**SUPPLIED PASSAGE**:
Importers of clementines, mandarins, and tangerines would likely
benefit under the proposed regulations. The number of importers that
can be classified as small is not known. However, the proposed
regulations would not lead to adverse economic impact on small entities
in these industries (fresh fruit and vegetable wholesalers with no more
than 100 employees, NAICS 422480; wholesalers and other grocery stores
with annual gross revenues no greater than $23 million, NAICS 445110;
warehouse clubs and superstores with annual gross revenues no greater
than $23 million, NAICS 452910; and fruit and vegetable markets with
gross revenues no greater than $6 million, NAICS 445230).
Under these circumstances, the Administrator of the Animal and
Plant Health Inspection Service has determined that this action would
not have a significant economic impact on a substantial number of small
entities.

**EXCERPTED DATA**:
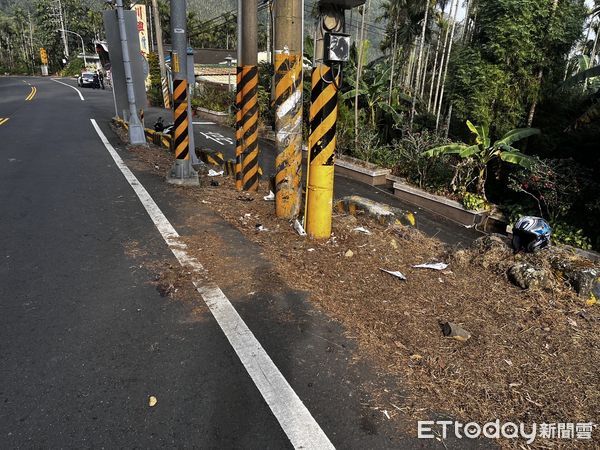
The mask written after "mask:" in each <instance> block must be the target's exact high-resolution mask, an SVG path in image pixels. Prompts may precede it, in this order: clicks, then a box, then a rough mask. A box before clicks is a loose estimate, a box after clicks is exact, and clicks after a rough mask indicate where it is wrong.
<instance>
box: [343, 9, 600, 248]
mask: <svg viewBox="0 0 600 450" xmlns="http://www.w3.org/2000/svg"><path fill="white" fill-rule="evenodd" d="M599 5H600V2H598V1H596V2H595V6H594V8H592V9H588V8H587V7H586V4H585V2H584V1H583V0H566V1H558V0H477V1H469V2H466V3H465V2H462V1H461V0H446V1H434V0H431V1H428V2H420V1H417V0H388V1H386V2H384V3H383V4H382V6H381V8H379V16H380V17H381V20H382V22H383V23H384V24H385V30H386V31H385V36H384V38H383V40H382V41H381V49H382V50H383V51H384V52H385V54H386V56H385V57H384V58H380V59H375V60H373V61H371V62H368V61H369V60H370V58H369V55H368V53H369V48H370V46H369V45H368V44H365V43H361V42H357V43H356V45H354V46H353V49H352V52H351V61H350V63H348V64H347V65H346V67H345V72H344V84H345V85H344V87H343V92H342V95H341V96H340V97H341V100H340V107H339V111H340V114H339V122H338V135H339V137H340V139H339V141H338V143H339V145H340V146H342V148H340V149H339V152H340V153H349V154H350V155H353V156H356V157H359V158H362V159H365V160H369V161H372V162H376V163H378V164H381V165H384V166H387V167H390V168H392V169H393V173H394V174H396V175H399V176H402V177H404V178H406V179H407V180H408V181H409V182H410V183H413V184H415V185H417V186H419V187H421V188H424V189H426V190H429V191H432V192H434V193H438V194H443V195H447V196H448V197H451V198H455V199H457V200H460V201H461V202H462V203H463V204H464V205H465V206H466V207H468V208H473V209H485V208H488V207H490V203H494V204H496V205H499V206H500V208H501V209H503V210H505V211H506V212H507V214H508V215H510V216H511V219H513V220H514V219H516V218H517V217H518V216H519V215H523V214H535V215H538V216H542V217H544V218H546V219H548V220H549V221H550V223H551V224H552V226H553V227H554V229H555V230H556V233H555V240H556V241H557V242H564V243H569V244H571V245H576V246H579V247H582V248H589V247H590V246H591V247H593V248H595V249H600V154H599V153H598V151H597V145H598V142H600V120H599V119H600V67H599V62H600V58H599V57H598V54H599V53H600V45H599V42H598V34H599V31H600V14H599V12H600V7H599ZM459 7H461V8H466V11H465V13H466V14H465V15H466V17H465V19H464V20H462V21H461V22H460V23H457V22H458V20H457V17H459V14H458V9H459ZM364 49H366V53H367V55H365V50H364ZM359 59H360V61H359ZM358 70H360V72H361V73H360V76H358V77H357V75H356V72H357V71H358ZM355 111H356V113H355ZM471 121H472V122H473V123H478V124H481V125H480V126H474V125H473V123H472V122H471ZM465 124H466V126H465Z"/></svg>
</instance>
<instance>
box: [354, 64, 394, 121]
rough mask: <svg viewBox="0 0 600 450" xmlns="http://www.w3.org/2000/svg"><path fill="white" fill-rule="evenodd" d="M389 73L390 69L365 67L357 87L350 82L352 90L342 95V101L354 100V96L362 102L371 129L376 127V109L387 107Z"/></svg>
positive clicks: (376, 113) (389, 73) (376, 119)
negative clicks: (351, 87) (367, 118)
mask: <svg viewBox="0 0 600 450" xmlns="http://www.w3.org/2000/svg"><path fill="white" fill-rule="evenodd" d="M390 71H391V69H390V68H387V69H384V68H383V67H382V66H375V67H367V68H365V69H364V75H363V77H362V78H361V80H360V82H359V86H358V87H357V86H354V85H355V84H356V82H355V81H354V80H350V84H351V85H352V86H353V89H351V90H349V91H348V92H346V93H344V94H343V95H342V99H343V100H348V99H352V98H355V96H356V94H358V96H359V97H361V98H362V99H363V100H364V102H365V103H366V105H367V109H368V115H369V125H370V126H371V127H373V128H375V126H376V125H377V110H378V108H382V107H383V105H384V104H385V105H386V106H387V98H388V90H387V85H388V80H389V79H390Z"/></svg>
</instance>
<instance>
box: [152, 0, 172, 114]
mask: <svg viewBox="0 0 600 450" xmlns="http://www.w3.org/2000/svg"><path fill="white" fill-rule="evenodd" d="M152 11H153V13H154V14H153V16H154V29H155V30H156V31H155V34H156V46H157V48H158V62H159V65H160V83H161V85H162V91H163V102H164V105H165V108H166V109H171V96H170V93H169V81H168V80H167V66H166V65H165V51H164V49H163V40H162V28H161V26H160V11H159V10H158V0H152Z"/></svg>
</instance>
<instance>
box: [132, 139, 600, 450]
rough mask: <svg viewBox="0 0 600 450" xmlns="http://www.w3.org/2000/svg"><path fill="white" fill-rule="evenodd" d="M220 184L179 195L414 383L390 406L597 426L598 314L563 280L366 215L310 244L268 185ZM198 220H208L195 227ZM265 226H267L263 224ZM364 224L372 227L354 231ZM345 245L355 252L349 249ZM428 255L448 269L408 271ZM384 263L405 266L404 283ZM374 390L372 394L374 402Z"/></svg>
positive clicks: (281, 277)
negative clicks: (447, 244)
mask: <svg viewBox="0 0 600 450" xmlns="http://www.w3.org/2000/svg"><path fill="white" fill-rule="evenodd" d="M134 153H135V154H137V156H138V157H141V158H142V159H141V160H142V161H143V162H144V163H145V164H146V165H147V170H151V171H156V172H160V173H161V175H162V174H164V173H165V171H166V169H167V168H168V165H169V163H168V161H169V157H168V155H166V154H165V153H164V152H159V151H156V152H148V151H147V150H146V151H144V152H141V153H140V152H139V151H137V150H136V151H134ZM219 181H220V182H221V183H222V184H221V185H220V186H219V187H203V188H200V189H194V190H188V191H184V190H181V189H179V190H178V192H179V193H182V195H186V196H188V197H189V198H191V199H193V200H195V201H197V202H201V201H202V202H203V203H204V204H205V205H206V206H208V207H210V208H212V209H214V210H215V211H216V212H217V213H218V214H219V215H220V216H221V217H223V218H224V219H225V220H227V221H228V222H230V223H231V224H233V225H234V226H236V227H237V228H238V229H239V230H240V231H241V232H242V233H243V234H244V235H245V236H246V237H247V238H248V239H250V240H251V241H253V242H256V243H257V244H259V245H260V246H261V248H262V250H263V252H264V255H265V257H266V258H267V259H269V260H270V261H272V263H273V264H274V266H275V267H276V268H277V270H276V272H277V276H278V277H281V278H282V279H283V280H285V281H286V282H287V283H288V284H289V285H290V286H291V287H293V288H296V289H304V290H307V291H310V293H311V301H312V302H313V303H314V304H315V305H316V306H317V307H318V308H319V309H321V310H322V311H324V312H325V313H326V314H328V315H329V316H330V317H332V318H334V319H335V320H337V321H339V322H340V323H341V324H343V326H344V327H345V329H346V331H347V335H348V336H349V337H351V338H353V339H355V340H356V342H357V343H358V355H357V356H358V357H360V358H362V359H365V360H369V361H372V362H373V363H374V364H376V366H377V367H379V368H380V371H381V373H382V374H385V375H392V376H394V377H396V378H397V379H399V380H400V383H401V384H403V385H405V386H407V387H408V389H407V392H406V393H404V397H402V398H398V399H397V402H395V403H394V408H397V409H398V410H401V411H402V413H403V416H404V417H405V418H406V416H408V417H410V418H412V419H424V418H428V417H429V416H430V414H431V413H440V412H443V413H446V414H448V415H450V416H453V417H456V418H458V419H463V420H472V421H477V422H480V423H484V422H487V421H490V420H495V419H500V420H501V421H513V422H519V421H520V422H524V423H527V424H531V423H534V422H537V423H540V422H589V421H593V422H595V421H596V418H597V414H598V411H600V389H599V388H600V380H599V376H598V374H599V371H598V355H599V354H600V353H599V351H600V314H599V311H598V307H597V306H595V307H586V305H585V302H583V301H582V300H581V299H579V298H576V297H574V296H573V295H572V294H571V293H570V292H568V291H567V290H563V289H560V280H555V281H556V283H555V288H554V289H552V290H550V291H541V290H540V291H522V290H521V289H519V288H516V287H514V286H513V285H511V284H510V283H509V282H508V281H507V280H506V276H505V273H506V268H507V267H509V266H510V264H511V263H514V261H515V258H521V256H518V255H517V256H514V255H512V253H511V252H509V251H506V250H503V249H502V248H500V247H494V248H492V249H491V250H489V251H484V250H483V249H469V250H466V251H465V250H462V251H457V252H455V251H452V250H451V249H448V248H447V247H446V246H444V245H443V244H441V243H440V242H438V241H436V240H434V239H430V238H427V237H424V236H422V235H421V234H419V233H418V232H415V231H414V230H410V229H405V228H385V227H382V226H380V225H378V224H375V223H373V222H371V221H369V220H368V219H366V218H363V217H358V218H354V217H349V216H339V215H338V216H334V221H333V237H332V239H330V240H328V241H327V242H314V241H311V240H309V239H307V238H302V237H300V236H298V235H297V234H296V233H295V232H294V231H293V229H292V227H291V225H290V224H289V223H287V222H286V221H282V220H278V219H276V218H275V216H274V206H273V203H269V202H265V201H263V199H262V196H263V195H266V193H267V192H264V191H262V190H261V192H260V193H257V194H250V195H245V194H242V195H240V193H238V192H237V191H235V189H234V188H233V186H232V182H231V181H229V180H222V179H220V180H219ZM244 198H251V199H252V201H243V199H244ZM196 220H202V218H201V216H196V217H194V218H192V219H191V222H193V221H196ZM257 224H261V225H263V226H264V227H266V228H267V229H268V231H263V232H259V231H257V230H256V225H257ZM190 225H193V223H190ZM358 226H363V227H365V228H368V229H369V230H370V231H371V234H370V235H364V234H360V233H357V232H354V231H353V229H354V228H356V227H358ZM211 239H212V241H211ZM214 239H215V237H212V238H211V237H209V236H204V237H203V239H202V241H201V242H202V243H203V244H202V245H208V246H209V247H210V246H212V248H218V246H219V245H224V244H223V243H219V242H218V240H214ZM195 242H196V245H200V244H198V242H200V241H195ZM347 250H352V252H353V253H354V256H353V257H350V258H349V257H346V256H344V255H345V253H346V252H347ZM202 254H203V257H204V258H208V261H203V262H204V263H205V264H213V263H214V264H217V259H218V258H216V257H215V251H213V252H206V251H203V253H202ZM211 255H212V256H211ZM431 261H445V262H448V263H450V267H449V269H448V270H446V271H444V272H436V271H431V270H423V269H413V268H412V267H411V266H412V265H414V264H419V263H425V262H431ZM225 263H226V261H225ZM380 268H383V269H388V270H399V271H401V272H402V273H404V274H405V275H406V276H407V278H408V280H407V281H400V280H398V279H396V278H394V277H392V276H390V275H388V274H386V273H383V272H382V271H380V270H379V269H380ZM245 276H246V277H251V273H248V274H245ZM446 321H451V322H455V323H459V324H461V325H462V326H463V327H464V328H465V329H467V330H468V331H470V332H471V334H472V338H471V339H470V340H468V341H467V342H459V341H455V340H452V339H448V338H444V337H443V335H442V333H441V329H440V323H441V322H446ZM378 395H379V393H378V392H373V398H374V399H377V398H378ZM388 406H389V405H388ZM390 409H392V408H390ZM399 417H400V416H399ZM411 423H414V422H411ZM398 426H399V427H400V426H402V422H401V421H398ZM405 431H409V432H411V433H414V430H405ZM593 436H594V441H593V442H591V443H589V444H590V446H592V447H595V448H598V447H599V446H600V431H599V430H598V429H596V430H595V431H594V434H593ZM501 444H502V445H503V446H506V447H509V446H511V445H516V444H515V443H514V442H512V443H511V442H502V443H501ZM558 444H560V441H549V442H544V441H536V444H535V445H534V446H537V447H540V448H548V447H547V446H549V447H552V448H559V447H560V445H558ZM577 447H579V448H581V447H582V442H581V441H579V442H578V443H577Z"/></svg>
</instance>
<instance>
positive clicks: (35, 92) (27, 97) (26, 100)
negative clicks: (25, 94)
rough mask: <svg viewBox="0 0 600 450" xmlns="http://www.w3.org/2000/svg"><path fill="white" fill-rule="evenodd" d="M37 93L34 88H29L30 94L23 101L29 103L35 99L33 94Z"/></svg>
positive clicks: (36, 89) (34, 87)
mask: <svg viewBox="0 0 600 450" xmlns="http://www.w3.org/2000/svg"><path fill="white" fill-rule="evenodd" d="M36 92H37V88H36V87H35V86H32V87H31V92H30V93H29V95H28V96H27V98H26V99H25V101H26V102H27V101H30V100H32V99H33V97H35V94H36Z"/></svg>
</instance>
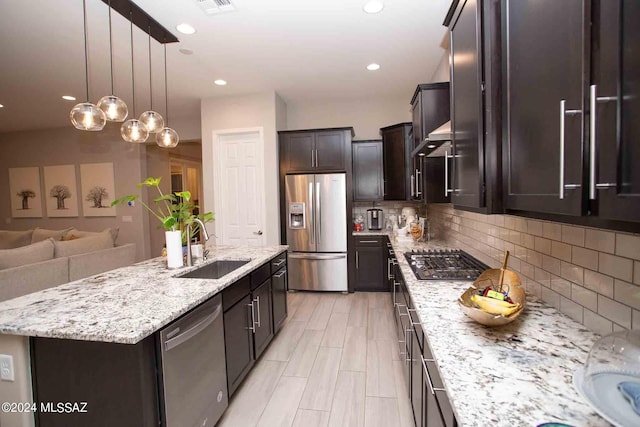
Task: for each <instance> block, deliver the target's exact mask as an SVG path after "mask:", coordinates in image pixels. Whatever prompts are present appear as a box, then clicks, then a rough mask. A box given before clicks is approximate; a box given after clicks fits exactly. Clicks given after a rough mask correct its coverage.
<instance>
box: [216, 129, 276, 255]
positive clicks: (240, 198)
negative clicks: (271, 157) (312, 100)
mask: <svg viewBox="0 0 640 427" xmlns="http://www.w3.org/2000/svg"><path fill="white" fill-rule="evenodd" d="M216 139H217V144H216V150H215V151H214V156H216V157H218V159H217V161H216V159H214V164H216V165H217V168H216V169H217V173H216V174H215V176H216V177H217V183H218V185H216V192H215V193H216V196H215V214H216V220H215V223H216V235H217V243H218V244H223V245H247V246H263V245H264V244H265V241H266V236H265V234H264V231H265V230H264V224H265V210H264V203H265V201H264V191H263V190H262V188H263V187H262V183H263V181H264V156H263V151H264V150H263V146H264V143H263V134H262V130H261V129H259V130H251V131H247V130H244V131H243V130H240V131H235V132H233V131H228V132H224V133H216V134H215V135H214V141H216Z"/></svg>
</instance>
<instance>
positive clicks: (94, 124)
mask: <svg viewBox="0 0 640 427" xmlns="http://www.w3.org/2000/svg"><path fill="white" fill-rule="evenodd" d="M69 117H70V118H71V123H72V124H73V126H74V127H75V128H76V129H80V130H90V131H100V130H102V129H103V128H104V125H105V124H106V123H107V117H106V116H105V114H104V112H103V111H102V110H101V109H99V108H98V107H96V106H95V105H93V104H92V103H90V102H82V103H80V104H76V106H75V107H73V108H72V109H71V112H70V113H69Z"/></svg>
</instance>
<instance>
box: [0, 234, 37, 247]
mask: <svg viewBox="0 0 640 427" xmlns="http://www.w3.org/2000/svg"><path fill="white" fill-rule="evenodd" d="M32 234H33V230H25V231H9V230H0V249H13V248H19V247H20V246H27V245H29V244H31V235H32Z"/></svg>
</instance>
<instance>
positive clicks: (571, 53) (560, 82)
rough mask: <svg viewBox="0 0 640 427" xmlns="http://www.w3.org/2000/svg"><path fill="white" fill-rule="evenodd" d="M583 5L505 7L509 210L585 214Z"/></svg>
mask: <svg viewBox="0 0 640 427" xmlns="http://www.w3.org/2000/svg"><path fill="white" fill-rule="evenodd" d="M584 3H585V2H584V1H583V0H563V1H556V0H518V1H514V0H503V6H504V7H503V14H504V19H503V31H502V34H503V37H504V40H505V41H506V42H505V43H503V49H504V51H503V60H504V67H505V69H504V73H503V76H504V82H505V84H504V86H503V93H504V95H505V102H504V104H505V108H504V110H503V111H504V112H505V115H504V117H503V118H504V121H503V123H504V124H505V126H504V132H505V133H504V143H505V145H504V150H503V151H504V154H503V156H505V158H506V162H505V168H506V174H505V193H506V194H505V207H506V208H507V209H517V210H525V211H533V212H548V213H558V214H571V215H580V214H581V213H582V206H583V203H582V198H583V194H584V193H583V191H582V189H581V188H580V187H581V184H582V176H583V164H584V163H583V143H582V141H583V137H582V129H583V114H582V111H583V50H584V45H583V42H584V38H583V34H584V20H583V16H584V13H585V12H584ZM609 30H610V29H607V31H609ZM456 90H457V89H456ZM563 109H564V111H563ZM563 124H564V131H562V130H563ZM563 142H564V149H562V148H563ZM456 154H458V153H457V152H456ZM563 193H564V194H563Z"/></svg>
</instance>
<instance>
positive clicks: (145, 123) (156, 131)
mask: <svg viewBox="0 0 640 427" xmlns="http://www.w3.org/2000/svg"><path fill="white" fill-rule="evenodd" d="M148 31H149V101H150V104H151V107H150V109H149V110H148V111H145V112H144V113H142V115H141V116H140V121H141V122H142V123H143V124H144V125H145V126H146V127H147V130H148V131H149V133H158V132H160V131H161V130H162V128H163V127H164V119H163V118H162V116H161V115H160V114H159V113H157V112H155V111H153V85H152V83H151V80H152V78H151V25H149V28H148Z"/></svg>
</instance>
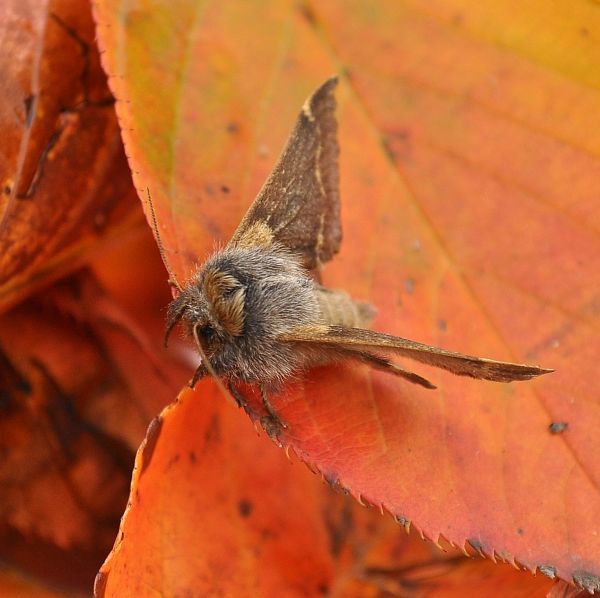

**DESCRIPTION OF THE TASK**: Render this sentence from the citrus import passage in Spanish: "The number of importers that can be classified as small is not known." The items have no connection to the citrus import passage.

**RESPONSE BOX**: Se desconoce el número de importadores que pueden clasificarse como pequeños.